◆ **Work to complete**:
Which lines in the listing below contain the string "road"? Copy out each one, treating uppercase and lowercase letters as distinct.

______

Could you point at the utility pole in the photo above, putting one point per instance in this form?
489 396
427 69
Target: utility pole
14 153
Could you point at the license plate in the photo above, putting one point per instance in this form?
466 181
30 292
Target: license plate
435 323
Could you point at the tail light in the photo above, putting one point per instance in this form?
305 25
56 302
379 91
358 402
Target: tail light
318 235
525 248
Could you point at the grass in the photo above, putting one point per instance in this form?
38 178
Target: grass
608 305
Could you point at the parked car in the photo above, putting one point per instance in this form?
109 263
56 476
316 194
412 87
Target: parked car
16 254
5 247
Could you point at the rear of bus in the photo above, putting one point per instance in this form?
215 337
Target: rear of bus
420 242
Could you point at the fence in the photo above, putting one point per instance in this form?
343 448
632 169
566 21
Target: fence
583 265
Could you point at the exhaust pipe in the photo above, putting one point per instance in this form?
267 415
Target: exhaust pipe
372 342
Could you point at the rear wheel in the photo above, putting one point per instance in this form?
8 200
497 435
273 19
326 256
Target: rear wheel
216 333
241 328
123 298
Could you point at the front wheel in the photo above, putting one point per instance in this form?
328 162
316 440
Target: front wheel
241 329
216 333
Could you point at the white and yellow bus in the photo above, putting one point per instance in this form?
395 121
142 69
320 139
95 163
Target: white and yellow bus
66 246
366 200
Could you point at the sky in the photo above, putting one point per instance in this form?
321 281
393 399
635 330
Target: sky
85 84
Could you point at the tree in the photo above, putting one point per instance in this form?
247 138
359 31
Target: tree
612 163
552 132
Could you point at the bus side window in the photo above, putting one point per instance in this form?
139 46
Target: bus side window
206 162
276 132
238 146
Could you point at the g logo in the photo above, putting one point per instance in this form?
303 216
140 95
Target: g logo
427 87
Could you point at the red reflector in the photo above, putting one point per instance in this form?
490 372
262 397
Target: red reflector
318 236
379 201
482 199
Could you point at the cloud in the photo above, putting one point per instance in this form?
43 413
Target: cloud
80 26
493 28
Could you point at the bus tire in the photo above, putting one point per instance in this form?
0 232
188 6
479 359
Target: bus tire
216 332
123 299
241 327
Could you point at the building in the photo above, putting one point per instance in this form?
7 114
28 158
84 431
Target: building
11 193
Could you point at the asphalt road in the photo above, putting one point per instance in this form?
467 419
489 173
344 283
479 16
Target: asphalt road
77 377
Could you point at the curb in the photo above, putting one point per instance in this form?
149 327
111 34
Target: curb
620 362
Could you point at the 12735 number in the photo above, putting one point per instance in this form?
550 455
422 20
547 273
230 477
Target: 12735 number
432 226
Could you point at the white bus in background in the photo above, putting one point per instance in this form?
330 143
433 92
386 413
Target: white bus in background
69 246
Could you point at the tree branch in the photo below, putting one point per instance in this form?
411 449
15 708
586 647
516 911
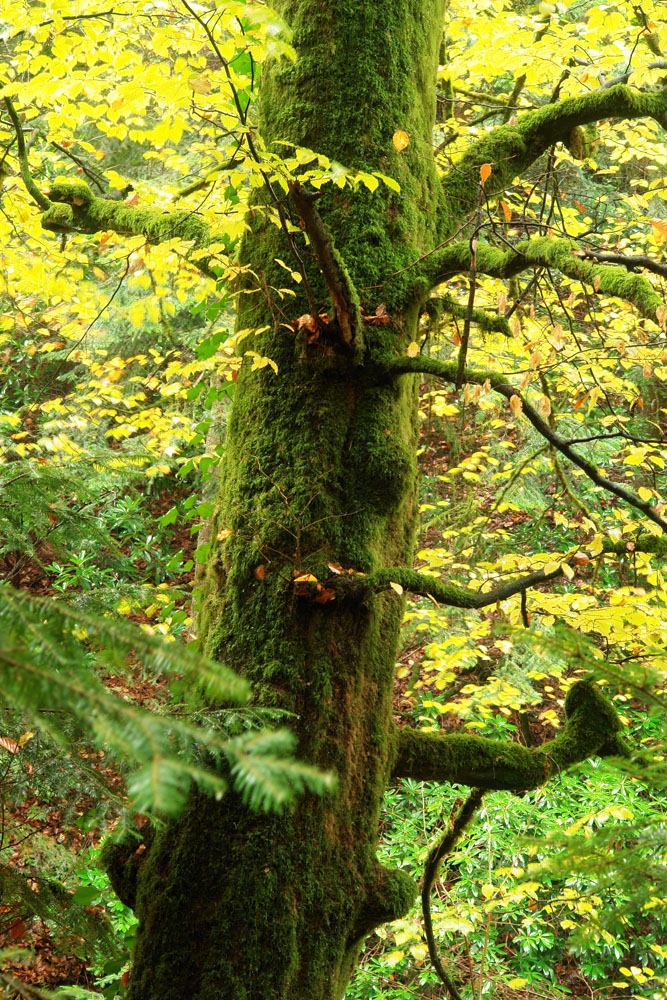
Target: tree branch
592 728
486 321
446 370
339 283
511 149
564 255
454 596
74 208
460 819
24 165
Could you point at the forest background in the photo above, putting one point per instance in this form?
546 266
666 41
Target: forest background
119 361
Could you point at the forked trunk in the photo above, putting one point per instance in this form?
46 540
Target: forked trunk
319 469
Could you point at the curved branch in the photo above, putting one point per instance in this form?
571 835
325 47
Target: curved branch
564 255
74 208
338 281
446 370
31 187
592 728
510 149
457 824
454 596
486 321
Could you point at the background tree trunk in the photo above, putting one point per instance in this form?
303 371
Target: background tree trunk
319 468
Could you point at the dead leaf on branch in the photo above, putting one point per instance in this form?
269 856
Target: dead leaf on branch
379 317
400 140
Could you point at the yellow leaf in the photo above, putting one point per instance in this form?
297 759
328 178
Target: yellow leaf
200 84
659 227
400 139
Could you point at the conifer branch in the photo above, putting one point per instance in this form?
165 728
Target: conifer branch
446 370
592 728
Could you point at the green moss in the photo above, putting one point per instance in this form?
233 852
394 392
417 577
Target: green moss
581 141
592 727
76 208
123 859
68 190
58 218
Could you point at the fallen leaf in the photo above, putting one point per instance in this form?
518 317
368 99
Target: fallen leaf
325 594
400 140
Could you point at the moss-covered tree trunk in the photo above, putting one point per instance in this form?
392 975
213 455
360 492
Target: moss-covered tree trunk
319 472
319 468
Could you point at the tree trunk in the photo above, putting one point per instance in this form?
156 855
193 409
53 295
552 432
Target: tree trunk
319 468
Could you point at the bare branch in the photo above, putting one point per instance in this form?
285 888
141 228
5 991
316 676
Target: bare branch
460 819
446 370
592 728
31 187
564 255
487 321
339 283
511 149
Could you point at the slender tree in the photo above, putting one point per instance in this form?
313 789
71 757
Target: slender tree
313 532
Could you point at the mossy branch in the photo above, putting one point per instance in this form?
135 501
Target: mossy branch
207 179
511 149
342 291
563 255
74 208
447 370
38 196
592 728
486 321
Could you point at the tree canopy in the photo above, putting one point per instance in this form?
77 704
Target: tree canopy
257 264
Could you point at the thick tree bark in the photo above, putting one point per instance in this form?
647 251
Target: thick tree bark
319 468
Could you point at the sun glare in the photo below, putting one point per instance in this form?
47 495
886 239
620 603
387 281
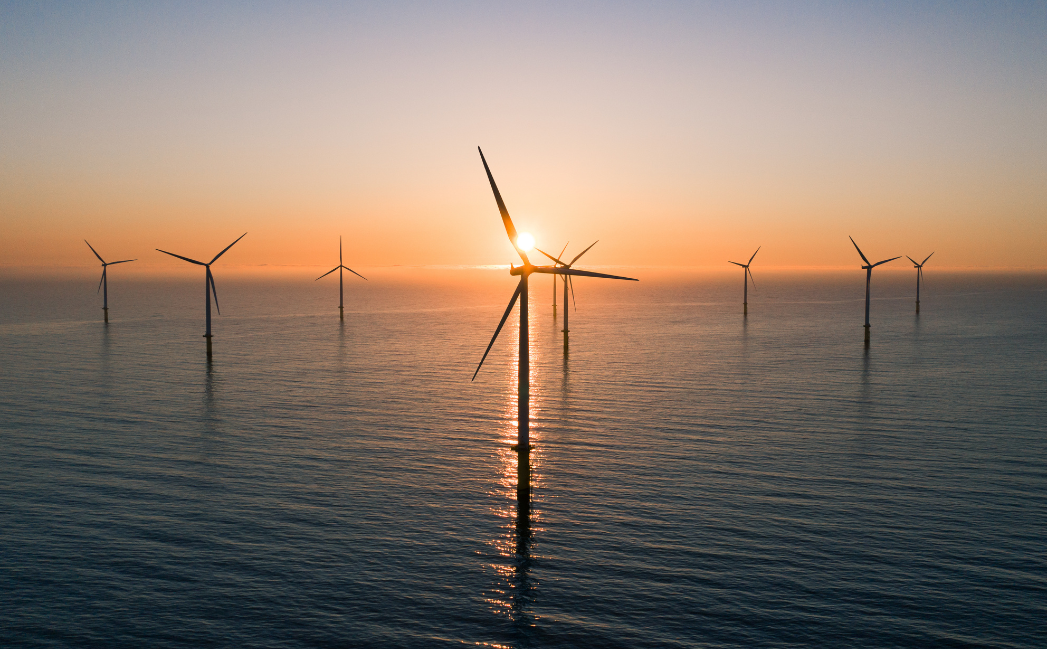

______

◆ **Correct response**:
Could you point at the asphalt road in the photo above, putting one point per instance in this form?
Target: asphalt road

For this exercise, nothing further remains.